_Rows of box annotation data_
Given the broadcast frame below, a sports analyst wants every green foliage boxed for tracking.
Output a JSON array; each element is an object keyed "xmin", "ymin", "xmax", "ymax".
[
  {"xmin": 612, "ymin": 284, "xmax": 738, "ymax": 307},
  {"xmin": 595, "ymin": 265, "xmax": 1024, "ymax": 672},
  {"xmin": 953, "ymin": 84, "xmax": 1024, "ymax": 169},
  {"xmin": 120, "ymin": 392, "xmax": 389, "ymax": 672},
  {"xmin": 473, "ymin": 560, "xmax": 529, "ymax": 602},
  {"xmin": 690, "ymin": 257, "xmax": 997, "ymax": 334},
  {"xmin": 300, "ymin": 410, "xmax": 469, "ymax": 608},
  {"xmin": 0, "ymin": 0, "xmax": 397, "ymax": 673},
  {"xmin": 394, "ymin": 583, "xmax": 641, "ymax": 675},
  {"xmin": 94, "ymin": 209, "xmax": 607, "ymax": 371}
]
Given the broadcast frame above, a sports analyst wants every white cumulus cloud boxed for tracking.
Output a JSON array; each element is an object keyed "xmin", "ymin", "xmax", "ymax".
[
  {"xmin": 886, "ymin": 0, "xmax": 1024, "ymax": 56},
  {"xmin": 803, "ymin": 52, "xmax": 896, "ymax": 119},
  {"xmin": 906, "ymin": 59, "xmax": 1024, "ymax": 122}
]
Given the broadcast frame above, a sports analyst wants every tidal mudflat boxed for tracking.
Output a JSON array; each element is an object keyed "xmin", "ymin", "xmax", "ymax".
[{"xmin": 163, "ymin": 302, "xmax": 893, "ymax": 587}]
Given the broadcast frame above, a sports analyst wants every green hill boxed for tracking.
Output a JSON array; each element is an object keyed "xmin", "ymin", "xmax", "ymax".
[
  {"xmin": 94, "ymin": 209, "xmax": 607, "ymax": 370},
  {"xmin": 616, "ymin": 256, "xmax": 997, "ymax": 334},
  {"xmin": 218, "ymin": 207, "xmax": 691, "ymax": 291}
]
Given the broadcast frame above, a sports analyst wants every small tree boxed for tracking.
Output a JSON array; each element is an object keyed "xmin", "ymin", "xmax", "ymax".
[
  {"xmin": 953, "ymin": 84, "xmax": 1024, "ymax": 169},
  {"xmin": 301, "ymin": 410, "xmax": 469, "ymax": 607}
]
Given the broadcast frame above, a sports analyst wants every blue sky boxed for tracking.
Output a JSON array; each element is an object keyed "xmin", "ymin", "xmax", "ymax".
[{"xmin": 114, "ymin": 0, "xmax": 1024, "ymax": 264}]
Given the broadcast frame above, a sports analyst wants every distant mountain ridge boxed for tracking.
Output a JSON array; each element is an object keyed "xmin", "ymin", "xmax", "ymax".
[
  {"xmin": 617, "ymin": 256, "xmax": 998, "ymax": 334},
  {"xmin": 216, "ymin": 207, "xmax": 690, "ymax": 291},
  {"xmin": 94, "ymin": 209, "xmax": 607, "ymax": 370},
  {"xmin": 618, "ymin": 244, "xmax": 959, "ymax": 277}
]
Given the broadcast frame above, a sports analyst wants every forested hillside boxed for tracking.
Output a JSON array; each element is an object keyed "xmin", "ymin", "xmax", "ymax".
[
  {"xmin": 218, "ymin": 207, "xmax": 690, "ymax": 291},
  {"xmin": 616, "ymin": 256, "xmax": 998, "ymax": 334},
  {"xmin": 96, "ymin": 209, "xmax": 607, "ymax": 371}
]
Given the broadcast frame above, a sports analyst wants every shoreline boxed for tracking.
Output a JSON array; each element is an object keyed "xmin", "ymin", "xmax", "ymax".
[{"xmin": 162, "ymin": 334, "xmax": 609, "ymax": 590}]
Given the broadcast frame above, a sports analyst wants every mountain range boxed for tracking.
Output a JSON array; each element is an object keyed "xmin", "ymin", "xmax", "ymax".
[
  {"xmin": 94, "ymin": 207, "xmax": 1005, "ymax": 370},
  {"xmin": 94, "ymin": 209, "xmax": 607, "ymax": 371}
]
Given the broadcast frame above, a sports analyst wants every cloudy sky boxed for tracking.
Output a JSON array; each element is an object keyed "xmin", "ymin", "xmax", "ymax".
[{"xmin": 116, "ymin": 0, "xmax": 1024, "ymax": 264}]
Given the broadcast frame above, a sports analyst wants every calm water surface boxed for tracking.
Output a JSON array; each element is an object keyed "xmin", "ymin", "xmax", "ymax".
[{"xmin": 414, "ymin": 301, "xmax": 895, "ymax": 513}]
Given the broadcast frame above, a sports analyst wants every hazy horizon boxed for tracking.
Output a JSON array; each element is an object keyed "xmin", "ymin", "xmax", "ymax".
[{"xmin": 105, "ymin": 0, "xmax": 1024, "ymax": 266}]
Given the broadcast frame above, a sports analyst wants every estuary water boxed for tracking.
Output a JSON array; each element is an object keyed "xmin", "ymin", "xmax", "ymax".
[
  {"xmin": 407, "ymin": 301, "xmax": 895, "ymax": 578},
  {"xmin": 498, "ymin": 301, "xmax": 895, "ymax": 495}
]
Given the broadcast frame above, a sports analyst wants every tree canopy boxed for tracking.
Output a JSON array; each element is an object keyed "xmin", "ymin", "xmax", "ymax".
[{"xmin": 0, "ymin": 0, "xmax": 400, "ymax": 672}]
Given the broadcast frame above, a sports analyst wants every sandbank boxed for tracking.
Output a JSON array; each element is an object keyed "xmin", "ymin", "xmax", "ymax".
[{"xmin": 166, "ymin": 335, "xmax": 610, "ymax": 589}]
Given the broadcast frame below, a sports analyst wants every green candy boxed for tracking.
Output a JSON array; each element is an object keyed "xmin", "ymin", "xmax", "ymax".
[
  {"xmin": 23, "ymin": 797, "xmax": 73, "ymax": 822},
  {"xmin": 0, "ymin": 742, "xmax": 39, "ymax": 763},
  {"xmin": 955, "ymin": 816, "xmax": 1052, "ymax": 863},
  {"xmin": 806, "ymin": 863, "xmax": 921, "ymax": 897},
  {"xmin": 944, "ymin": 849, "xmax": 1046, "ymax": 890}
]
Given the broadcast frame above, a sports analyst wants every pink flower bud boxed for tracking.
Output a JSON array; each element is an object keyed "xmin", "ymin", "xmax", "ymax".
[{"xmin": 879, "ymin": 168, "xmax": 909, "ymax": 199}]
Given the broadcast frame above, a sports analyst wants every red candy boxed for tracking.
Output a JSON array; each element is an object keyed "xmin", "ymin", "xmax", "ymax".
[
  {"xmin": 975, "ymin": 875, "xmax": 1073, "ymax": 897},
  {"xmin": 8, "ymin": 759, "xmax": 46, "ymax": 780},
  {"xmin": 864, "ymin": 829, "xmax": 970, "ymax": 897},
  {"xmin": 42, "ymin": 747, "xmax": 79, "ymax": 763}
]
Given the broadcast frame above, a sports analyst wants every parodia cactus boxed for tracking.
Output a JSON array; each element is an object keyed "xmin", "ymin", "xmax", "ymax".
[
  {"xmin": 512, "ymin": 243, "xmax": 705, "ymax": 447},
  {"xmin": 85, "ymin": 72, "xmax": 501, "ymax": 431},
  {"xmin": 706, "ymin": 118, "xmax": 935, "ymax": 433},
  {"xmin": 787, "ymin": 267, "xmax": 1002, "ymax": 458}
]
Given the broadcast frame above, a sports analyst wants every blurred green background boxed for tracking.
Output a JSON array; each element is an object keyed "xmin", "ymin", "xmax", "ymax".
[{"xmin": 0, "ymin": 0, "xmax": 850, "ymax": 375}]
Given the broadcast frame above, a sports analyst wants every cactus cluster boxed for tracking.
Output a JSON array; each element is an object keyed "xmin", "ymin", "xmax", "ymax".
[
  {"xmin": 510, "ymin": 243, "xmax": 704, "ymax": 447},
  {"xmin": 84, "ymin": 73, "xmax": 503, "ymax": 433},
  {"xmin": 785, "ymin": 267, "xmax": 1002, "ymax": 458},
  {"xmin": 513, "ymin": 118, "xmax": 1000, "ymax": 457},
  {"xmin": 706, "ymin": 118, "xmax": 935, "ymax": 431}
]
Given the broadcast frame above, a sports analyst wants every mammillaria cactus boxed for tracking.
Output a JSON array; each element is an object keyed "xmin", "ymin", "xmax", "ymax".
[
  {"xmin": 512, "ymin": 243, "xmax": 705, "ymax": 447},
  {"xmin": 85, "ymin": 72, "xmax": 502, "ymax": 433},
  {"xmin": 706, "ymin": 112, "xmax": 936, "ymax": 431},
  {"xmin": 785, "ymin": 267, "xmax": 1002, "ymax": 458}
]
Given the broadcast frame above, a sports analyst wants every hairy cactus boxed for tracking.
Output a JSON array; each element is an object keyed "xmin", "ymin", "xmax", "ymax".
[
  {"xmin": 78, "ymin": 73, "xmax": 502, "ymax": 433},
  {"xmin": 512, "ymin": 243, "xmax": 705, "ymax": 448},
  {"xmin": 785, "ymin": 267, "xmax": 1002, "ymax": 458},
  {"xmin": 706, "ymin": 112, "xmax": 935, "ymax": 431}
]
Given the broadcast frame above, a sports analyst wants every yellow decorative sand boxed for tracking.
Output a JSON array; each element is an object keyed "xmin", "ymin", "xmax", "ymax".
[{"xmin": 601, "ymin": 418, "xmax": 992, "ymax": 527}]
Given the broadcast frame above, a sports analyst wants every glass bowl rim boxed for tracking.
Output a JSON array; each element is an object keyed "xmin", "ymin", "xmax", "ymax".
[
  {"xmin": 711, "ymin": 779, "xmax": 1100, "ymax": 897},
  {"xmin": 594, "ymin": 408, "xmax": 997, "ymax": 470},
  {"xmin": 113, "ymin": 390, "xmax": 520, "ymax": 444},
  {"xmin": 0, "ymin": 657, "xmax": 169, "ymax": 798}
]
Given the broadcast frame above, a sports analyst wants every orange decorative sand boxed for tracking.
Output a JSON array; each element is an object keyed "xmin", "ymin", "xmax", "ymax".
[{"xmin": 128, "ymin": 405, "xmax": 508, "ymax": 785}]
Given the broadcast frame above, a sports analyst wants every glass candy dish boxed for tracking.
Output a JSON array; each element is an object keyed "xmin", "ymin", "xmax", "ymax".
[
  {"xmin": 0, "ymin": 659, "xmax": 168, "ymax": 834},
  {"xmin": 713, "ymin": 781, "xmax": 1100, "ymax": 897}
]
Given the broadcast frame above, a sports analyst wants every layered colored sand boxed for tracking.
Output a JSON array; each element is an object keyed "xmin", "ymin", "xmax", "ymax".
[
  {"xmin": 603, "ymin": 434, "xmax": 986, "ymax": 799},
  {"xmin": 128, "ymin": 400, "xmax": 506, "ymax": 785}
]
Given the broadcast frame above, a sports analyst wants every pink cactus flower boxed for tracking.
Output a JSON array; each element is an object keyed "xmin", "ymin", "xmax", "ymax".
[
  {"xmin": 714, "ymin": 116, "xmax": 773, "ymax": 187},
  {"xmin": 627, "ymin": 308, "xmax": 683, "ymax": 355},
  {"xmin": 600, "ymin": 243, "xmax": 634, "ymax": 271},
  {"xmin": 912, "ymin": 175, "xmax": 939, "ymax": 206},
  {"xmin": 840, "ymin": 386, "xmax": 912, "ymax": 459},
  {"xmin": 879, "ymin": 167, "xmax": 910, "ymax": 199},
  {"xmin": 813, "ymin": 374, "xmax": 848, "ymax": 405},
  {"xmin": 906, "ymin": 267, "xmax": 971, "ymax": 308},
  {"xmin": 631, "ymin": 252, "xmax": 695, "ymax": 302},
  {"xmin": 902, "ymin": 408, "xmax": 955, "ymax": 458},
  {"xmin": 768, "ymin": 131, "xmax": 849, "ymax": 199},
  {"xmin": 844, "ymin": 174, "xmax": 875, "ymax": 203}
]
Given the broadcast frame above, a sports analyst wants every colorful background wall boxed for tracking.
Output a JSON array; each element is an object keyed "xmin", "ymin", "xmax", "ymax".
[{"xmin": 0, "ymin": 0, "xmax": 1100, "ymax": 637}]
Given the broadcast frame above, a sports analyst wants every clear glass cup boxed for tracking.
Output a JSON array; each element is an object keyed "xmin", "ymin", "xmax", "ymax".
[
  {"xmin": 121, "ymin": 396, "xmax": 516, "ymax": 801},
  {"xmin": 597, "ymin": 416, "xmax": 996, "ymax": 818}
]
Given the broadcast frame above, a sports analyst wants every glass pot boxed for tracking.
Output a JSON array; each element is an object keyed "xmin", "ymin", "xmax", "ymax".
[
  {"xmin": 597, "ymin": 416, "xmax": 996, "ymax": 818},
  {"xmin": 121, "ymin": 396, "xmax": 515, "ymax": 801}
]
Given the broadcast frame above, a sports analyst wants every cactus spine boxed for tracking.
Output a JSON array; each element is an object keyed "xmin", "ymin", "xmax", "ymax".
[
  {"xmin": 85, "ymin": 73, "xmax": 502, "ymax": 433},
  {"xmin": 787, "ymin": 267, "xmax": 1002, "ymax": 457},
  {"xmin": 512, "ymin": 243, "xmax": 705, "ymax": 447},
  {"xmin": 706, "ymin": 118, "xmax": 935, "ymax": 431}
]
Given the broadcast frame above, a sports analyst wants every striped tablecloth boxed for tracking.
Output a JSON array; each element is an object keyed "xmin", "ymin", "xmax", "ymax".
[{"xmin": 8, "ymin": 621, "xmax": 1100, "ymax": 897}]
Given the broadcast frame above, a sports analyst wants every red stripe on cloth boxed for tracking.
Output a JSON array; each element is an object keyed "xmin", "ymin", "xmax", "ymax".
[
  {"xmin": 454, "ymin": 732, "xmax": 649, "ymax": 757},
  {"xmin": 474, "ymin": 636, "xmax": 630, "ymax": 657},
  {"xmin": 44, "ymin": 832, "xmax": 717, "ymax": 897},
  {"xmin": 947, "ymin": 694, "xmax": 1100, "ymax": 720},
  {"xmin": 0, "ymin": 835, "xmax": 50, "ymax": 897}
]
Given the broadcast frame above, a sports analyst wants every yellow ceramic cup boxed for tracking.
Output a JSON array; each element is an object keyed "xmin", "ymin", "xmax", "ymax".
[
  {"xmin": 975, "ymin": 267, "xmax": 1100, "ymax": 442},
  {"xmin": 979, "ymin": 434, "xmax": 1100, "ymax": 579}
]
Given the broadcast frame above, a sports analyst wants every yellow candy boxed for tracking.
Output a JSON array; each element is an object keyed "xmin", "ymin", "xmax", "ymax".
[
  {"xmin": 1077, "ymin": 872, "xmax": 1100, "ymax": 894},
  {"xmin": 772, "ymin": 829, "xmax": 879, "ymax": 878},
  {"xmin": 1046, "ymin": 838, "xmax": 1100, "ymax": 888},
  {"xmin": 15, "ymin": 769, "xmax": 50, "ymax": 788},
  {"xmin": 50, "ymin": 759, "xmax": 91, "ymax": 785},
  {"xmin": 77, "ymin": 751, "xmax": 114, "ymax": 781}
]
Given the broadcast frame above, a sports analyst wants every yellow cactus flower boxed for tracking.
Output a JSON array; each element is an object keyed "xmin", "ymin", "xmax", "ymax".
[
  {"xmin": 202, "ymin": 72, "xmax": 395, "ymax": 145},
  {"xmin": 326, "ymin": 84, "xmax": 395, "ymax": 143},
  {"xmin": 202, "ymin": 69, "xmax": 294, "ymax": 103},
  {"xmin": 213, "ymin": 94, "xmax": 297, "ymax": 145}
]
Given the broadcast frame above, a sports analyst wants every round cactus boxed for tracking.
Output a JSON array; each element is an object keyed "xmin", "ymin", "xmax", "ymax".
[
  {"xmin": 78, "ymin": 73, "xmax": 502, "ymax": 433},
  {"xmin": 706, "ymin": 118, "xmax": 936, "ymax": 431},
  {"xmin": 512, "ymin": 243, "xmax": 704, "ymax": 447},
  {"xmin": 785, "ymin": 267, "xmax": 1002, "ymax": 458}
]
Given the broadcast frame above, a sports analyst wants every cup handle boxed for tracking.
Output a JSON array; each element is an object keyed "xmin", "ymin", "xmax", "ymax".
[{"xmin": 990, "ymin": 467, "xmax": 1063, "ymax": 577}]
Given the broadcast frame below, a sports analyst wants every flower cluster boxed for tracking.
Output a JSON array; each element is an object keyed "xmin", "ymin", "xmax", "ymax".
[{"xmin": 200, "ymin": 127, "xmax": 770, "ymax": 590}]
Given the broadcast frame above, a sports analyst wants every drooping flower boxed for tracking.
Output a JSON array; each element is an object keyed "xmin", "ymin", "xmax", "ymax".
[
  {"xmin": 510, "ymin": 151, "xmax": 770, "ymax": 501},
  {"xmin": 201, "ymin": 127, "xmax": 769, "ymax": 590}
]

_Exercise_
Show each line of the items above that contains the word "decorative", copying every such line in full.

_Complete output_
Given the broadcast frame above, a sports analyst wants every yellow decorative sand boxed for tracking.
Given the broadcast frame above, a sports analyst wants every orange decorative sand boxed for tracking.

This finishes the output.